## PROVIDED ENTRIES
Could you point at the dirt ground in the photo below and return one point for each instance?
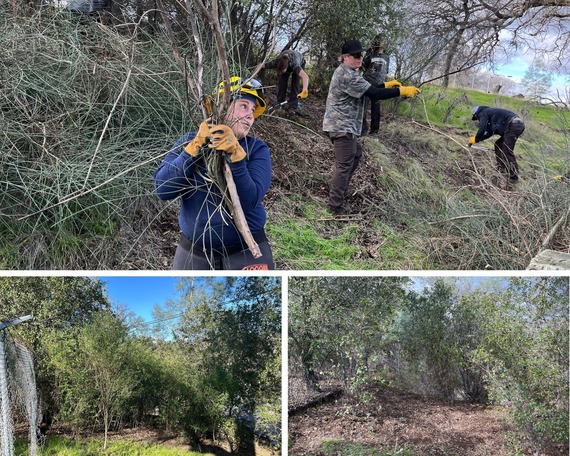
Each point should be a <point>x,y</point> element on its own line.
<point>394,417</point>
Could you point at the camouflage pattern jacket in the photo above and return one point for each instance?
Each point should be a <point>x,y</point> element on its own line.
<point>345,104</point>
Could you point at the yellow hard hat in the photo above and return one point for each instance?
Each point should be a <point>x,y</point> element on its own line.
<point>239,86</point>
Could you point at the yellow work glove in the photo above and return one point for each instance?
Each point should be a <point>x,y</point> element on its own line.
<point>391,84</point>
<point>193,147</point>
<point>409,91</point>
<point>222,138</point>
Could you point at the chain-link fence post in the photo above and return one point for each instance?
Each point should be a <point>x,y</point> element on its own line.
<point>7,441</point>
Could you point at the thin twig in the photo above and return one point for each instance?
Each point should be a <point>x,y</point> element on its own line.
<point>550,236</point>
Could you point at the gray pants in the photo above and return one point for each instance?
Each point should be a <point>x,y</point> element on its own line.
<point>347,152</point>
<point>188,258</point>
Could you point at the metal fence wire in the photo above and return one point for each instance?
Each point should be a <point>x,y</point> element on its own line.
<point>18,393</point>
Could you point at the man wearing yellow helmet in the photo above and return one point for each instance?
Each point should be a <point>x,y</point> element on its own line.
<point>210,239</point>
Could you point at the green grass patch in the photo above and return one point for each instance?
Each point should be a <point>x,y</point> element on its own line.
<point>452,107</point>
<point>59,446</point>
<point>308,243</point>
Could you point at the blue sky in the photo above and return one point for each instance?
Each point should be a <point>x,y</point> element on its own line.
<point>141,294</point>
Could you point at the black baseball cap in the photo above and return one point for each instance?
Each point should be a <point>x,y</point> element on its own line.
<point>352,47</point>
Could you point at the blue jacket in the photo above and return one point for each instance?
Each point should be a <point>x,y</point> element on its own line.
<point>203,220</point>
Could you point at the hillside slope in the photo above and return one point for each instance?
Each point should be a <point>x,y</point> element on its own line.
<point>420,200</point>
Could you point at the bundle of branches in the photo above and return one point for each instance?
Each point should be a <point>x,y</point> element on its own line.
<point>217,169</point>
<point>86,115</point>
<point>88,111</point>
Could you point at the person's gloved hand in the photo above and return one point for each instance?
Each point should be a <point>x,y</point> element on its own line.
<point>193,147</point>
<point>391,84</point>
<point>222,138</point>
<point>409,91</point>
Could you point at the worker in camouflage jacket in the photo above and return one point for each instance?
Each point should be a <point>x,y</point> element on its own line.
<point>375,66</point>
<point>509,126</point>
<point>344,117</point>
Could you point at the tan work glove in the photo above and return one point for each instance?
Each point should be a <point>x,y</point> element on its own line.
<point>222,138</point>
<point>391,84</point>
<point>409,91</point>
<point>193,147</point>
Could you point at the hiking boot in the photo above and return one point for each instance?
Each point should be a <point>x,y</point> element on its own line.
<point>337,210</point>
<point>299,112</point>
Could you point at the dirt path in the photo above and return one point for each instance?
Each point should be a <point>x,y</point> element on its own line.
<point>431,426</point>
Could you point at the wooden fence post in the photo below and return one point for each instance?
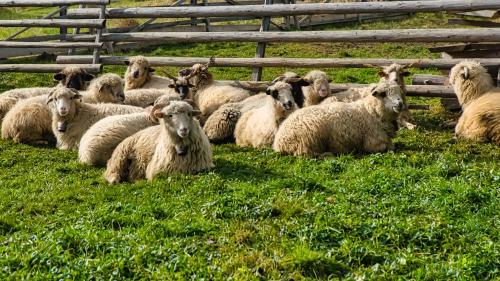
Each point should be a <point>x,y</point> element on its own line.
<point>261,46</point>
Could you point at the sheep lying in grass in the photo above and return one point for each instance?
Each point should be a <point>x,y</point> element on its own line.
<point>394,73</point>
<point>366,125</point>
<point>30,120</point>
<point>98,143</point>
<point>318,89</point>
<point>257,127</point>
<point>139,74</point>
<point>71,118</point>
<point>208,94</point>
<point>177,145</point>
<point>179,86</point>
<point>480,101</point>
<point>220,126</point>
<point>71,77</point>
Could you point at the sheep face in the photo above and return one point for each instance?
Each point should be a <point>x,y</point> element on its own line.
<point>470,80</point>
<point>176,117</point>
<point>281,92</point>
<point>138,69</point>
<point>73,77</point>
<point>390,95</point>
<point>182,86</point>
<point>63,100</point>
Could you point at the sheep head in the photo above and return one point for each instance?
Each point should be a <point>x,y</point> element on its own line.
<point>177,118</point>
<point>138,72</point>
<point>108,88</point>
<point>470,80</point>
<point>73,77</point>
<point>389,93</point>
<point>281,92</point>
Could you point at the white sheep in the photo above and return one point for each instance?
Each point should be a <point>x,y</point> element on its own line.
<point>70,76</point>
<point>71,118</point>
<point>139,75</point>
<point>220,126</point>
<point>366,125</point>
<point>318,89</point>
<point>257,127</point>
<point>30,120</point>
<point>209,95</point>
<point>177,145</point>
<point>480,101</point>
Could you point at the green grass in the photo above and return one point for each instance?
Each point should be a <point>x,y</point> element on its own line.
<point>428,211</point>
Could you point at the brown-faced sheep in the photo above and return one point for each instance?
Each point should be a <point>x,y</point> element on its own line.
<point>480,101</point>
<point>177,145</point>
<point>139,75</point>
<point>257,127</point>
<point>366,125</point>
<point>71,118</point>
<point>71,77</point>
<point>318,89</point>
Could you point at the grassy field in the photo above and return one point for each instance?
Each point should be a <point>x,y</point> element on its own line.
<point>428,211</point>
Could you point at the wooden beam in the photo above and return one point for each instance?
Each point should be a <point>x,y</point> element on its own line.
<point>444,64</point>
<point>428,79</point>
<point>49,3</point>
<point>96,23</point>
<point>62,45</point>
<point>477,23</point>
<point>299,9</point>
<point>51,68</point>
<point>395,35</point>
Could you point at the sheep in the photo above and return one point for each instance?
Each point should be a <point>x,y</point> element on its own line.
<point>480,101</point>
<point>99,141</point>
<point>139,74</point>
<point>208,94</point>
<point>318,89</point>
<point>257,127</point>
<point>366,125</point>
<point>176,145</point>
<point>220,126</point>
<point>72,77</point>
<point>179,86</point>
<point>71,118</point>
<point>30,121</point>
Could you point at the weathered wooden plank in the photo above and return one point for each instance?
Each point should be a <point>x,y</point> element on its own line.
<point>477,23</point>
<point>61,45</point>
<point>49,3</point>
<point>445,64</point>
<point>299,9</point>
<point>428,79</point>
<point>400,35</point>
<point>40,68</point>
<point>95,23</point>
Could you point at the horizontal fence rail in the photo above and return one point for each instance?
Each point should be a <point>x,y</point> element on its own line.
<point>281,62</point>
<point>53,23</point>
<point>292,9</point>
<point>399,35</point>
<point>50,68</point>
<point>62,45</point>
<point>50,3</point>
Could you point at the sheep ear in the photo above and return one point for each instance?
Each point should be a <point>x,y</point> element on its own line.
<point>382,74</point>
<point>59,76</point>
<point>87,76</point>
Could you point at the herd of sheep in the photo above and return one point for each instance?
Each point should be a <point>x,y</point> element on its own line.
<point>146,124</point>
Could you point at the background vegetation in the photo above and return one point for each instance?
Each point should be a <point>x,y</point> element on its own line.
<point>427,211</point>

## WHAT IS EXPECTED
Update the entries from the line holding "Could you point at the herd" through the end of the entries, inclusive, by replacing "herd" with "flock" and changing nothing else. Give back only those lines.

## RESULT OF THE TASK
Could you point at the flock of sheep in the photo above and return one point for each instance?
Each point should be a <point>x,y</point> element on its own line.
<point>146,124</point>
Could you point at the background vegetation in the photo above and return one point for each instance?
Each point should be a <point>x,y</point> element on its own line.
<point>427,211</point>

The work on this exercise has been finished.